> **Dataset entries**:
§ §

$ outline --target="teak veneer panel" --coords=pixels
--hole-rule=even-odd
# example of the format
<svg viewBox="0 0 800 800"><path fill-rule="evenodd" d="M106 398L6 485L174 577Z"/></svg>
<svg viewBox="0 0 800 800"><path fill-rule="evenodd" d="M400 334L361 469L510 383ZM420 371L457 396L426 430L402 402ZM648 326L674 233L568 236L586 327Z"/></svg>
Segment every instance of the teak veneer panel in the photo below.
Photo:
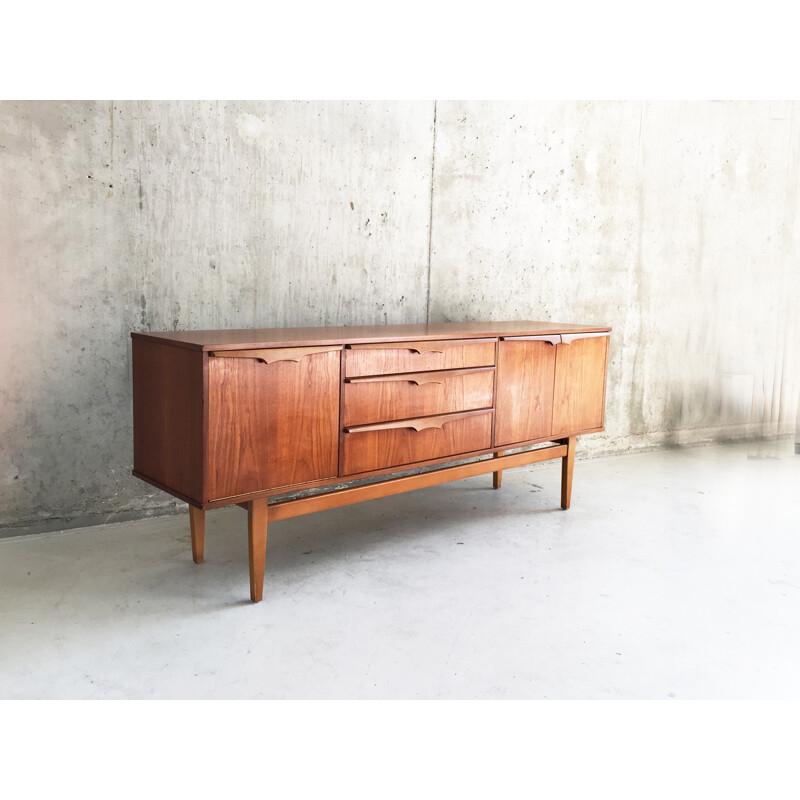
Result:
<svg viewBox="0 0 800 800"><path fill-rule="evenodd" d="M339 362L208 359L208 499L336 475Z"/></svg>
<svg viewBox="0 0 800 800"><path fill-rule="evenodd" d="M553 435L603 427L608 336L556 345Z"/></svg>
<svg viewBox="0 0 800 800"><path fill-rule="evenodd" d="M203 354L134 339L133 470L203 497Z"/></svg>
<svg viewBox="0 0 800 800"><path fill-rule="evenodd" d="M491 447L492 411L434 418L436 427L400 427L387 423L383 429L349 429L344 435L343 475L355 475L383 467L402 467L443 456L469 453ZM424 425L426 420L408 420L408 425ZM392 426L392 427L389 427ZM397 426L397 427L396 427Z"/></svg>
<svg viewBox="0 0 800 800"><path fill-rule="evenodd" d="M209 331L136 331L134 339L149 339L196 350L238 350L262 347L305 347L322 344L402 342L429 339L490 338L548 333L610 331L591 325L560 322L435 322L423 325L348 325L320 328L248 328Z"/></svg>
<svg viewBox="0 0 800 800"><path fill-rule="evenodd" d="M495 445L539 439L553 432L558 346L546 341L500 342Z"/></svg>
<svg viewBox="0 0 800 800"><path fill-rule="evenodd" d="M493 394L491 367L354 378L344 386L344 424L491 408Z"/></svg>
<svg viewBox="0 0 800 800"><path fill-rule="evenodd" d="M494 366L494 340L377 342L345 350L345 376Z"/></svg>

§ §

> **EXERCISE PROMPT**: The reply is to be all the records above, transcribed exactly, with no pictures.

> **OUTPUT BELOW**:
$ outline --target="teak veneer panel" --coords=pixels
--hole-rule=even-odd
# example of the format
<svg viewBox="0 0 800 800"><path fill-rule="evenodd" d="M106 398L6 485L174 577Z"/></svg>
<svg viewBox="0 0 800 800"><path fill-rule="evenodd" d="M400 334L361 469L510 383ZM420 371L457 396L426 430L402 402ZM648 326L674 233L568 236L586 327Z"/></svg>
Segment every instance of the teak veneer panel in the photo below.
Photo:
Result:
<svg viewBox="0 0 800 800"><path fill-rule="evenodd" d="M339 362L208 359L208 499L336 475Z"/></svg>
<svg viewBox="0 0 800 800"><path fill-rule="evenodd" d="M553 435L603 427L608 336L556 345Z"/></svg>
<svg viewBox="0 0 800 800"><path fill-rule="evenodd" d="M203 354L134 339L133 470L203 497Z"/></svg>
<svg viewBox="0 0 800 800"><path fill-rule="evenodd" d="M491 447L492 411L434 418L436 427L400 427L387 423L383 429L349 429L344 435L343 475L355 475L383 467L402 467L443 456L469 453ZM424 425L426 420L408 420L408 425ZM392 426L392 427L389 427ZM397 426L397 427L396 427Z"/></svg>
<svg viewBox="0 0 800 800"><path fill-rule="evenodd" d="M209 331L136 331L134 339L149 339L196 350L238 350L262 347L305 347L322 344L402 342L429 339L490 338L548 333L610 331L591 325L560 322L435 322L423 325L348 325L320 328L248 328Z"/></svg>
<svg viewBox="0 0 800 800"><path fill-rule="evenodd" d="M495 445L539 439L553 432L558 346L546 341L500 342Z"/></svg>
<svg viewBox="0 0 800 800"><path fill-rule="evenodd" d="M493 394L491 367L354 378L344 386L344 424L491 408Z"/></svg>
<svg viewBox="0 0 800 800"><path fill-rule="evenodd" d="M494 366L494 340L377 342L345 350L345 376Z"/></svg>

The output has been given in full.